EXERCISES ::
a: In the notebook code, what does the set_increment function return?
b: List every parameter of the update_progress function in the notebook code.
c: Carry on writing the notebook code from its last line.

TEXT EXCERPT ::
In [156]:
### Helper functions

def set_increment(total_count, increment):
    """
    Calculates an increment count by dividing the total count by the increment percentage.

    :param total_count: The total count to calculate an increment for.
    :param increment: The increment percentage to calculate.
    :return: Returns an integer representing the increment count.
    """
    return round(total_count / (100 / increment))

def update_progress(progress_update, current_count, total_count, increment):
    """
    Prints a progress update for an iterating loop if the increment threshold has been passed.

    :param progress_update: The string describing the progress update.
    :param current_count: The number of features currently iterated through.
    :param total_count: The total number of features to iterate through.
    :param increment: The number of iterated features at which to print a progress update.
    """
    if current_count % increment == 0:
        print(f"{progress_update}: {current_count / total_count:.0%} complete. {current_count} records processed.")

def runtime(progress_update, start_time, end_time):
    """
    Prints the runtime for a given progress update.

    :param progress_update: The string describing the progress update.
    :param start_time: The start time of the progress update.
    :param end_time: The end time of the progress update.
    """
    print(f"{progress_update} runtime: {end_time - start_time}")

In [2]:
### Pull website with suffix data

from selenium import webdriver
from selenium.webdriver.common.by import By

# Suffix data website information
suffix_url = "https://pe.usps.com/text/pub28/28apc_002.htm"

MATERIAL SHOWN ::
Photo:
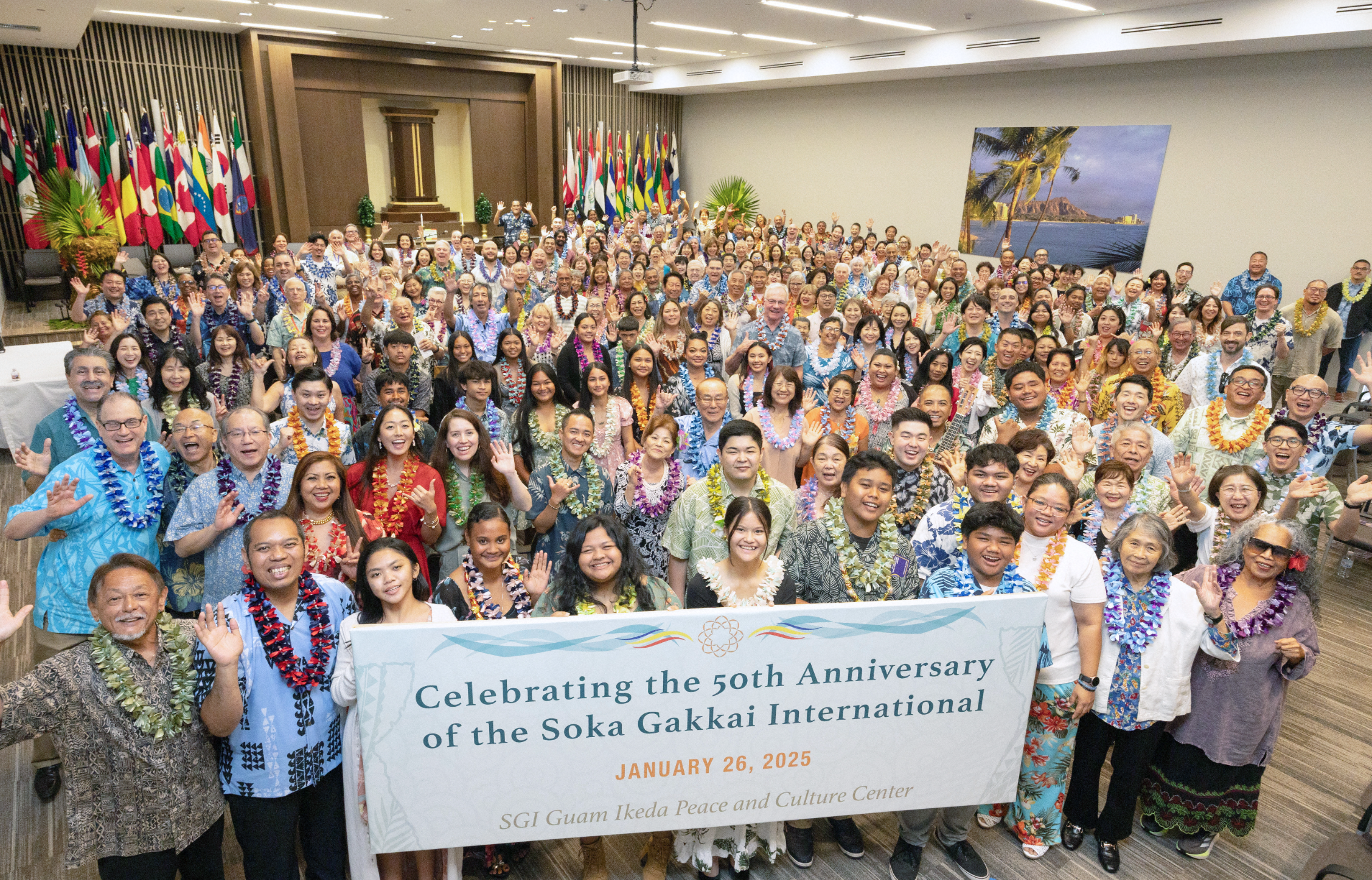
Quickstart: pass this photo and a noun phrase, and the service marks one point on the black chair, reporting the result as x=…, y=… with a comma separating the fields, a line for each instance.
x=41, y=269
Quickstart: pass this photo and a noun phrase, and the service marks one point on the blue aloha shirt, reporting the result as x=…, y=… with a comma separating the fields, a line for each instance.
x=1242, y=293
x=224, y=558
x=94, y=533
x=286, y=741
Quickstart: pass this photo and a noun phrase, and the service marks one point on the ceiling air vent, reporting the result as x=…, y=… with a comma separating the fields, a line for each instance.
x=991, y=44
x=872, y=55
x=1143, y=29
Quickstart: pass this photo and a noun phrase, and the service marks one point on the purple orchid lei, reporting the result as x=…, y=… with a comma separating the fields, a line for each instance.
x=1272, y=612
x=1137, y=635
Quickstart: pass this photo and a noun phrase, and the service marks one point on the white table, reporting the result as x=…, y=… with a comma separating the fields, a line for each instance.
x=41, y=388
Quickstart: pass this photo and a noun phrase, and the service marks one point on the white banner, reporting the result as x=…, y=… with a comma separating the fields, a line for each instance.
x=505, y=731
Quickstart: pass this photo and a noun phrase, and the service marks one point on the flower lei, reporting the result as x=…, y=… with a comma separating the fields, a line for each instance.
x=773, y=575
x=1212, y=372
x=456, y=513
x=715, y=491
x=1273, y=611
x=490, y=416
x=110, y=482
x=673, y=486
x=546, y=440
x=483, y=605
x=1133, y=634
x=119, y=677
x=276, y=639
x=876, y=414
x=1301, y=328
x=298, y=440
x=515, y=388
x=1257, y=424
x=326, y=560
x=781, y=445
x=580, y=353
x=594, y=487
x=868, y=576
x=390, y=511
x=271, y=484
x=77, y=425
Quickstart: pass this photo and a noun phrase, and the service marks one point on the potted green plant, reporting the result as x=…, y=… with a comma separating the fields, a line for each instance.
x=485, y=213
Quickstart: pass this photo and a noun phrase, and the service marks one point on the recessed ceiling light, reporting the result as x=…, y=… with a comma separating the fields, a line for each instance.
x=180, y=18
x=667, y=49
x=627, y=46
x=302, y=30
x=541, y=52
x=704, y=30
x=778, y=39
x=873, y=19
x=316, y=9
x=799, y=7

ANSWERS TO THE PROBLEMS ::
a: An integer representing the increment count.

b: progress_update, current_count, total_count, increment

c:
table_id = "ep533076" # suffix element's id

# Pull website using Firefox WebDriver
print(f"Pulling website: {suffix_url}")
options = webdriver.FirefoxOptions()
options.add_argument("--headless")
driver = webdriver.Firefox(options=options)
driver.get(suffix_url)

# Find suffix elements
suffix_rows = driver.find_elements(By.XPATH, f"//table[@id='{table_id}']/tbody/tr")

Pulling website: https://pe.usps.com/text/pub28/28apc_002.htm


In [3]:
### Parse suffix elements from website

from datetime import datetime
import pandas as pd

# Store table headers
header_cols = suffix_rows[0].find_elements(By.TAG_NAME, "td") # find table cells
headers = []
for header in header_cols[:2][::-1]: # flip header order
    header = header.text.replace("\n", " ")
    headers.append(header)

# Identify primary street suffix names and corresponding abbreviations
suffixes = {} # suffix data container - {abbreviation: suffix}
full_suffix = "" # primary street suffix name

suffix_count = len(suffix_rows) - 1 # excluding table header
increment = set_increment(suffix_count, 10)
progress_update = "Parsing suffixes"
start_time = datetime.now()

for count, row in enumerate(suffix_rows[1:]): # excluding table header
    cols = row.find_elements(By.TAG_NAME, "td") # find table cells
    if len(cols) > 1: # if multi-col row, col[0] is suffix, and col[1] is abbreviation
        full_suffix = cols[0].text
        suffixes[cols[1].text] = full_suffix
    else: # if single-col row, col[0] is abbreviation, and suffix is implied
        suffixes[cols[0].text] = full_suffix
    
    update_progress(progress_update, count, suffix_count, increment)

update_progress(progress_update, suffix_count, suffix_count, 1)
end_time = datetime.now()
runtime(progress_update, start_time, end_time)

# Write processed data to file
suffixes_filepath = "data sources/suffixes.csv"
print(f"Writing suffixes to file: {suffixes_filepath}")
suffixes_pd = pd.DataFrame(list(suffixes.items()), columns=headers)
suffixes_pd.to_csv(suffixes_filepath, index=False)

# Close WebDriver
driver.quit()

Parsing suffixes: 0% complete. 0 records processed.
Parsing suffixes: 10% complete. 50 records processed.
Parsing suffixes: 20% complete. 100 records processed.
Parsing suffixes: 30% complete. 150 records processed.
Parsing suffixes: 40% complete. 200 records processed.
Parsing suffixes: 50% complete. 250 records processed.
Parsing suffixes: 60% complete. 300 records processed.
Parsing suffixes: 70% complete. 350 records processed.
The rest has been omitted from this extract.